Start of Block
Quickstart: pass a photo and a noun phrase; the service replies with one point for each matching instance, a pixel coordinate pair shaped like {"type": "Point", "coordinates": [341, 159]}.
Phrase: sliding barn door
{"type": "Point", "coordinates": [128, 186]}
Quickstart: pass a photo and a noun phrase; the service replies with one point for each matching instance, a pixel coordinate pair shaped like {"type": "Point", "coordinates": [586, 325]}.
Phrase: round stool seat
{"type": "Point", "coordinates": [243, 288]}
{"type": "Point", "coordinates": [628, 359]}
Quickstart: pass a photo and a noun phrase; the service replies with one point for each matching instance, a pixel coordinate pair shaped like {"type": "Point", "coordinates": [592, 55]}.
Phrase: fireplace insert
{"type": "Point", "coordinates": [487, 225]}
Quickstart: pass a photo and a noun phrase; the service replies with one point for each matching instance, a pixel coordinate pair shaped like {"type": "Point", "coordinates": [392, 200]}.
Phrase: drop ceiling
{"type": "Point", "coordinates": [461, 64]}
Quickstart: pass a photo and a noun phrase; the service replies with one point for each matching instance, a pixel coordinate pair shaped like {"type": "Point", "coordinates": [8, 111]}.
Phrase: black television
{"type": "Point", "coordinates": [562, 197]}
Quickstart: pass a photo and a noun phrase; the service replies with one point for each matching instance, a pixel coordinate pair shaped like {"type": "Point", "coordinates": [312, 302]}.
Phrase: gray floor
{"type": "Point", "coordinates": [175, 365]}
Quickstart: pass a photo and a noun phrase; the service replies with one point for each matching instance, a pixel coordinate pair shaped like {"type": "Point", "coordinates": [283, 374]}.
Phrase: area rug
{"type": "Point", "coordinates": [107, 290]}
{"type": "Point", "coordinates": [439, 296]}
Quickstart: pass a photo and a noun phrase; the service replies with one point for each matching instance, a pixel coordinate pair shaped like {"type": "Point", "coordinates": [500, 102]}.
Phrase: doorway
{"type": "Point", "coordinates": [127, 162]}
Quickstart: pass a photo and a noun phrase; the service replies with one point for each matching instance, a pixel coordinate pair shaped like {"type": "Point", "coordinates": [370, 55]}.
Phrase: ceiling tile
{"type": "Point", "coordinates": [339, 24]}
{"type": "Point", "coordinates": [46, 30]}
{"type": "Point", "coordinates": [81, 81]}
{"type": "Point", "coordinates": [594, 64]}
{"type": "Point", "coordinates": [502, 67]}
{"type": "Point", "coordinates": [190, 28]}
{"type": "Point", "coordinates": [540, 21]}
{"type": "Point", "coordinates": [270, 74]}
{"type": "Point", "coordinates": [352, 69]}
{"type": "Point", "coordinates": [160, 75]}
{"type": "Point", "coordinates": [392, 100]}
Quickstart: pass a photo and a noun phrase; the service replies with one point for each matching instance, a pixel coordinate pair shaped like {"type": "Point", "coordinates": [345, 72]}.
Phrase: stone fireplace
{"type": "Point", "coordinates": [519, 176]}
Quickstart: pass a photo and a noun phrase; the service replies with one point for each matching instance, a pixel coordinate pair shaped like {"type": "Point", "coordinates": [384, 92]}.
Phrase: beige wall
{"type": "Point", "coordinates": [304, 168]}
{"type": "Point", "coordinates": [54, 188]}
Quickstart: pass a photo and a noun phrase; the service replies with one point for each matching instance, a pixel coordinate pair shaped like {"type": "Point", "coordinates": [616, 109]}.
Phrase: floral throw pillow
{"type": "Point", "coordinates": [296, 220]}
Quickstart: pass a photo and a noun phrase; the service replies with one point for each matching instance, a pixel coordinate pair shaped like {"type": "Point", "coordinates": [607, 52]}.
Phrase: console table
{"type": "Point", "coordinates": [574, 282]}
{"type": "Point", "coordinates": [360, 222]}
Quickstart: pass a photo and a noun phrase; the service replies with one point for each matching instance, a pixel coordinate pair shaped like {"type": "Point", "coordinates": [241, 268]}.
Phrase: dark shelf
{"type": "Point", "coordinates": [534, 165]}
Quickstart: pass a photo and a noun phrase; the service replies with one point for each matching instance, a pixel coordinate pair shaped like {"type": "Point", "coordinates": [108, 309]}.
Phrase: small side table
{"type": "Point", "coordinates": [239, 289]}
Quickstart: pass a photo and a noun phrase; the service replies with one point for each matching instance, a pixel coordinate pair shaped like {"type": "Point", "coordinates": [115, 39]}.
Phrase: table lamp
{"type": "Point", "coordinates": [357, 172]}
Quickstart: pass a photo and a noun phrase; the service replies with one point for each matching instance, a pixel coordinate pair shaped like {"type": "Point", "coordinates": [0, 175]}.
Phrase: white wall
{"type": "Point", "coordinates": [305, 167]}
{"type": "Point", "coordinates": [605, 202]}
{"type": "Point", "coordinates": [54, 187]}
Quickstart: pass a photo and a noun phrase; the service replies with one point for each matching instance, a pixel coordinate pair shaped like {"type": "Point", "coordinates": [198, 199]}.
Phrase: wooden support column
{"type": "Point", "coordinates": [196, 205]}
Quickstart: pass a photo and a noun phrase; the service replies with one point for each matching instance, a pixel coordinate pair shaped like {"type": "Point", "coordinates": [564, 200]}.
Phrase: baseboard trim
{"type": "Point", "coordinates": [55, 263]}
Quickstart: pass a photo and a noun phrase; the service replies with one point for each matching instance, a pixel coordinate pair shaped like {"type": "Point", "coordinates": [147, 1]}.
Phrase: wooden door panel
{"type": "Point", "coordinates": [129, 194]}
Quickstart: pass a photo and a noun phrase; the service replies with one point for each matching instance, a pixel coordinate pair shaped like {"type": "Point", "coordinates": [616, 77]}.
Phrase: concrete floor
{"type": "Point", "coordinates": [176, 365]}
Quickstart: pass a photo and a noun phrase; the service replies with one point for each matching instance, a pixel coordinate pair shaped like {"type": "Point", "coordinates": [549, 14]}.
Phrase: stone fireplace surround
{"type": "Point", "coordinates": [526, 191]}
End of Block
■ Exercise description
Reproduce the material while keeping each line exactly as it was written.

■ Answer for this exercise
Quickstart: pass a photo and a noun phrase; the service replies with one point for each matching instance, a pixel coordinate pair shaped like {"type": "Point", "coordinates": [341, 159]}.
Phrase: sliding barn door
{"type": "Point", "coordinates": [128, 186]}
Quickstart: pass a photo and a noun phrase; the service replies with one point for each matching instance, a pixel coordinate pair shaped like {"type": "Point", "coordinates": [586, 325]}.
Phrase: round stool seat
{"type": "Point", "coordinates": [243, 288]}
{"type": "Point", "coordinates": [628, 359]}
Quickstart: pass a photo and a noun phrase; the service replies with one point for each matching instance, a pixel coordinate pair shaped like {"type": "Point", "coordinates": [592, 55]}.
Phrase: fireplace insert
{"type": "Point", "coordinates": [487, 225]}
Quickstart: pass a photo and a noun phrase; the service replies with one point for each matching instance, a pixel coordinate pair shaped like {"type": "Point", "coordinates": [392, 200]}.
Phrase: drop ceiling
{"type": "Point", "coordinates": [461, 64]}
Quickstart: pass a photo and a noun phrase; the service replies with one point for each matching instance, a pixel coordinate pair shaped like {"type": "Point", "coordinates": [8, 111]}.
Phrase: black television
{"type": "Point", "coordinates": [562, 197]}
Quickstart: pass a photo and a noun phrase; the service replies with one point for each matching instance, a pixel coordinate pair shaped like {"type": "Point", "coordinates": [312, 302]}.
Phrase: gray floor
{"type": "Point", "coordinates": [175, 365]}
Quickstart: pass a photo and a noun phrase; the service replies with one point for each matching instance, a pixel coordinate pair shaped like {"type": "Point", "coordinates": [283, 374]}.
Phrase: area rug
{"type": "Point", "coordinates": [107, 290]}
{"type": "Point", "coordinates": [439, 296]}
Quickstart: pass a photo and a noun phrase; the service replies with one point for each matching instance, a pixel coordinate pair shaped like {"type": "Point", "coordinates": [500, 102]}.
Phrase: doorway
{"type": "Point", "coordinates": [127, 162]}
Quickstart: pass a photo and a noun phrase; the service replies with one point for each matching instance, a pixel coordinate pair shaped like {"type": "Point", "coordinates": [370, 55]}.
Phrase: ceiling tile
{"type": "Point", "coordinates": [339, 24]}
{"type": "Point", "coordinates": [46, 30]}
{"type": "Point", "coordinates": [81, 81]}
{"type": "Point", "coordinates": [594, 64]}
{"type": "Point", "coordinates": [502, 67]}
{"type": "Point", "coordinates": [190, 28]}
{"type": "Point", "coordinates": [540, 21]}
{"type": "Point", "coordinates": [270, 74]}
{"type": "Point", "coordinates": [352, 69]}
{"type": "Point", "coordinates": [160, 75]}
{"type": "Point", "coordinates": [392, 100]}
Quickstart: pass a photo and a noun phrase; the service replies with one point for each matching instance, a pixel coordinate pair shaped like {"type": "Point", "coordinates": [345, 72]}.
Phrase: stone fireplace
{"type": "Point", "coordinates": [519, 176]}
Quickstart: pass a photo and a noun phrase; the service replies with one point for each matching instance, a pixel coordinate pair shaped like {"type": "Point", "coordinates": [384, 92]}.
Phrase: beige wall
{"type": "Point", "coordinates": [304, 168]}
{"type": "Point", "coordinates": [54, 188]}
Quickstart: pass a photo and a noun phrase; the service replies with one point for each matching instance, a pixel coordinate pair shaped like {"type": "Point", "coordinates": [616, 109]}.
Phrase: floral throw pillow
{"type": "Point", "coordinates": [296, 220]}
Quickstart: pass a photo and a noun phrase; the service replies with one point for each matching instance, a pixel coordinate pair shaped like {"type": "Point", "coordinates": [607, 52]}.
Phrase: console table
{"type": "Point", "coordinates": [574, 282]}
{"type": "Point", "coordinates": [360, 222]}
Quickstart: pass a photo and a noun phrase; the service replies with one point for each matching instance, a pixel coordinate pair shaped like {"type": "Point", "coordinates": [241, 268]}.
Phrase: dark shelf
{"type": "Point", "coordinates": [534, 165]}
Quickstart: pass a photo and a noun phrase; the service replies with one point for each matching instance, a pixel coordinate pair shaped like {"type": "Point", "coordinates": [108, 309]}.
Phrase: small side table
{"type": "Point", "coordinates": [239, 289]}
Quickstart: pass a photo and a noun phrase; the service replies with one point for each matching instance, a pixel coordinate pair shaped like {"type": "Point", "coordinates": [115, 39]}.
Phrase: table lamp
{"type": "Point", "coordinates": [357, 172]}
Quickstart: pass a photo and a noun phrase; the service replies with one point for each matching instance, a pixel coordinate pair shaped like {"type": "Point", "coordinates": [0, 175]}.
Phrase: white wall
{"type": "Point", "coordinates": [305, 167]}
{"type": "Point", "coordinates": [605, 202]}
{"type": "Point", "coordinates": [54, 187]}
Quickstart: pass a photo and a noun phrase; the service replies with one point for each matching instance, a pixel coordinate pair shaped like {"type": "Point", "coordinates": [198, 199]}.
Phrase: wooden support column
{"type": "Point", "coordinates": [196, 205]}
Quickstart: pass a photo and a noun phrase; the service replies with one point for each matching instance, a pixel coordinate pair shaped like {"type": "Point", "coordinates": [564, 200]}.
Phrase: baseboard trim
{"type": "Point", "coordinates": [55, 263]}
Quickstart: pass a photo and a noun phrase; the service replies with one point for each matching instance, a pixel coordinate pair shaped like {"type": "Point", "coordinates": [147, 1]}.
Phrase: wooden door panel
{"type": "Point", "coordinates": [129, 194]}
Quickstart: pass a photo and a noun phrase; the service replies with one point for each matching instance, a pixel coordinate pair shaped like {"type": "Point", "coordinates": [616, 77]}.
Phrase: concrete floor
{"type": "Point", "coordinates": [176, 365]}
Quickstart: pass a photo and a noun phrase; the service replies with one point for each matching instance, a pixel coordinate pair shaped like {"type": "Point", "coordinates": [549, 14]}.
Phrase: stone fireplace surround
{"type": "Point", "coordinates": [526, 191]}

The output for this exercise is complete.